Entries from a data source
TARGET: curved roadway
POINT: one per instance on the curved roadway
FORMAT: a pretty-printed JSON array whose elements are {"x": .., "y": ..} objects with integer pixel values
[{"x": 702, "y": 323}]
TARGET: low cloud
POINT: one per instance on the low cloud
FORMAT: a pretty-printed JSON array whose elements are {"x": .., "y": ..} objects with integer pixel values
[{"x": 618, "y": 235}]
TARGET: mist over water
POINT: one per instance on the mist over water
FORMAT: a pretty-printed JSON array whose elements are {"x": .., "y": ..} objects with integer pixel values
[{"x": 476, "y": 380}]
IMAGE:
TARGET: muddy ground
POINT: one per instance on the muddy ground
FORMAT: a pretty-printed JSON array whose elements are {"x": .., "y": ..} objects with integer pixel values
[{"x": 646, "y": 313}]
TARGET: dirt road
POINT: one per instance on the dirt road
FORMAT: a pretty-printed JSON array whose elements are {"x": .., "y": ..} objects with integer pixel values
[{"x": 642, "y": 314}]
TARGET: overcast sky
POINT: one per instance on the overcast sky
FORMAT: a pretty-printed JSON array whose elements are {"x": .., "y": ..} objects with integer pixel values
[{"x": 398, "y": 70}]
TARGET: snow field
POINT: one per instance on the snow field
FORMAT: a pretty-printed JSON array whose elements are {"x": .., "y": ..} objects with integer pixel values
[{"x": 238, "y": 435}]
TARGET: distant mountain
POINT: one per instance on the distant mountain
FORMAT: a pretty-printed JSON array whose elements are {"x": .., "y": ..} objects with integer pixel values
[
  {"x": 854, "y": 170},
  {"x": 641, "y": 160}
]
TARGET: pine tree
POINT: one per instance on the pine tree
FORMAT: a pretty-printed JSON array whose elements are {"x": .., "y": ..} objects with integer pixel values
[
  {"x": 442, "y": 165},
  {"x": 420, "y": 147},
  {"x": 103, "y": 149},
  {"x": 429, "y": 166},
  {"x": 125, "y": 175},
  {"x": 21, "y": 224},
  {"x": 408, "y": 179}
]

* TASK TO COMPLETE:
Output the entries above without changes, from the line containing "TARGET: overcast sky" through the last line of the entries, both included.

* SOLUTION:
TARGET: overcast sky
POINT: one per instance on the overcast sky
FORMAT: a pretty-printed JSON array whose elements are {"x": .., "y": ..} objects with integer pixel values
[{"x": 398, "y": 70}]
TARGET: snow field
POINT: one per instance on the snow field
FORMAT: a pretty-printed JSON array whose elements are {"x": .., "y": ..} objects with integer pixel values
[{"x": 238, "y": 435}]
TARGET: distant mountain
POINT: one per instance on the distant mountain
FORMAT: a pretty-printed JSON array whose elements are {"x": .., "y": ..} objects with integer pixel values
[
  {"x": 854, "y": 170},
  {"x": 641, "y": 160}
]
TARGET: pine tree
POINT: one per instance on the pine tree
FORMAT: a pretty-printed JSON array whose elements are {"x": .., "y": ..} objects with integer pixel values
[
  {"x": 442, "y": 165},
  {"x": 420, "y": 147},
  {"x": 103, "y": 149},
  {"x": 429, "y": 166},
  {"x": 125, "y": 175},
  {"x": 21, "y": 224},
  {"x": 408, "y": 179}
]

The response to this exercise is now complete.